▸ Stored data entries

■ ■ ■ ■ ■ ■ ■

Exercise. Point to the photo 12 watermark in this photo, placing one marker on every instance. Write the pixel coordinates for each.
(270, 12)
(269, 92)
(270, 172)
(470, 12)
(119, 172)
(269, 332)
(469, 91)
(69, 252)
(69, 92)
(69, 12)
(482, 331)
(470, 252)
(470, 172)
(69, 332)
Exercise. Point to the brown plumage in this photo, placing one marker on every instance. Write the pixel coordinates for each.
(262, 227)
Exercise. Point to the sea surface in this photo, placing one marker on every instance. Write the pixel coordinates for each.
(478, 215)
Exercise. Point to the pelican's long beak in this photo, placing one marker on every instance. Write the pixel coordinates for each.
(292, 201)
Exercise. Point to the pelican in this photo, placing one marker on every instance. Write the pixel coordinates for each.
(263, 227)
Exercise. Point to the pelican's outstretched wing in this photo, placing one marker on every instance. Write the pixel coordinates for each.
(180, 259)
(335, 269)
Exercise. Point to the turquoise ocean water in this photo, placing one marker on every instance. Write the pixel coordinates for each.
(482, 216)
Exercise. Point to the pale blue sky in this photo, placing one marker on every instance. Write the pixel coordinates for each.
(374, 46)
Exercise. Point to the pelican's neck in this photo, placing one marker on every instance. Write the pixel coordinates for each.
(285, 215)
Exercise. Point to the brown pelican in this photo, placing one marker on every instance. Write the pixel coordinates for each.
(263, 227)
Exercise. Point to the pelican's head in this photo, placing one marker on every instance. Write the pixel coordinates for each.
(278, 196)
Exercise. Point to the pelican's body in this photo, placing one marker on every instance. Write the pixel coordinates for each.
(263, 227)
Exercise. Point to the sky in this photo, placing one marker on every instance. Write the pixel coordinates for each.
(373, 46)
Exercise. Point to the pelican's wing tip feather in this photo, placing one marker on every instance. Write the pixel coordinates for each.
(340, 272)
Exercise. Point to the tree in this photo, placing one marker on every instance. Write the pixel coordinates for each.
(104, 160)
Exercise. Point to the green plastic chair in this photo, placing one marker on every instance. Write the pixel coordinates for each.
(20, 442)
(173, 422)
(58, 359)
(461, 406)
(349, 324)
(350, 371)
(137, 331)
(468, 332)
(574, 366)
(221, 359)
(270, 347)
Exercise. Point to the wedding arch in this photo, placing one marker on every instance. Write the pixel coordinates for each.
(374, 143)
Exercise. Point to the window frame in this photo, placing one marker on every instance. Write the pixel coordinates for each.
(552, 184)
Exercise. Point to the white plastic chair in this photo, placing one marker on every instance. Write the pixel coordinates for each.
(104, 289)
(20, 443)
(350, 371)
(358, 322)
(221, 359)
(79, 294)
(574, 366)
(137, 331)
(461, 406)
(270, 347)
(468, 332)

■ ■ ■ ■ ■ ■ ■

▸ Instructions for the task
Write out the entries verbatim, all of them.

▸ Your response
Exercise. Point to the photo 12 watermark in this photo, placing one marker on every instance. Write the pixel coordinates for each.
(270, 12)
(269, 92)
(270, 172)
(470, 12)
(119, 172)
(269, 332)
(469, 91)
(69, 252)
(69, 92)
(69, 12)
(482, 331)
(470, 252)
(470, 172)
(69, 332)
Exercise. Point to the brown plumage in this photo, placing one marker on every instance. Write the pixel coordinates for each.
(262, 227)
Exercise. Point to the sea surface in this photo, placing one marker on every instance. Write the pixel coordinates for each.
(478, 215)
Exercise. Point to the pelican's long beak in this photo, placing one marker on every instance. Write the pixel coordinates for each.
(292, 201)
Exercise. Point to the pelican in this photo, placing one marker on every instance. Write the pixel coordinates for each.
(263, 227)
Exercise. Point to the pelican's outstretched wing in this photo, placing one marker on every instance. Write the pixel coordinates for each.
(180, 259)
(335, 269)
Exercise. Point to the turquoise ocean water in this photo, placing one marker on every instance. Write the pixel coordinates for each.
(482, 216)
Exercise. Point to the pale blue sky in this photo, placing one marker on every instance. Write the pixel coordinates for each.
(374, 46)
Exercise. Point to the pelican's neck in this photo, placing one marker on every instance. Write the pixel coordinates for each.
(285, 215)
Exercise. Point to the brown pelican in this photo, placing one marker on every instance. Write the pixel coordinates for each.
(263, 227)
Exercise. Point to the pelican's head in this photo, placing one marker on every instance. Write the pixel coordinates for each.
(278, 196)
Exercise. Point to the pelican's body in this photo, placing one marker on every instance. Write the pixel coordinates for each.
(263, 227)
Exercise. Point to the sky in this photo, placing one marker on every instance. Write the pixel coordinates for each.
(373, 46)
Exercise. Point to the pelican's wing tip feather in this photo, placing one marker on every instance. Write the pixel coordinates for each.
(340, 272)
Exercise. Point to the tree in this photo, placing one marker on every instance. Write the pixel coordinates for each.
(104, 160)
Exercise. Point to the green plastic chair in this photo, placing one marker on every instance. Write the pixel coordinates for each.
(20, 442)
(173, 422)
(58, 359)
(461, 406)
(349, 324)
(350, 371)
(137, 331)
(468, 332)
(574, 366)
(221, 359)
(270, 347)
Exercise. Point to the wedding arch in this photo, placing one marker on every instance. Write the pixel coordinates for each.
(374, 143)
Exercise. Point to the window frame in this photo, placing one marker on every instance. Write the pixel coordinates for each.
(552, 184)
Exercise. Point to the white plastic chair in this photo, placing one marker on every instance. Write the pixel coordinates for each.
(104, 289)
(20, 443)
(350, 371)
(358, 322)
(221, 359)
(79, 294)
(574, 366)
(137, 331)
(461, 406)
(270, 347)
(468, 332)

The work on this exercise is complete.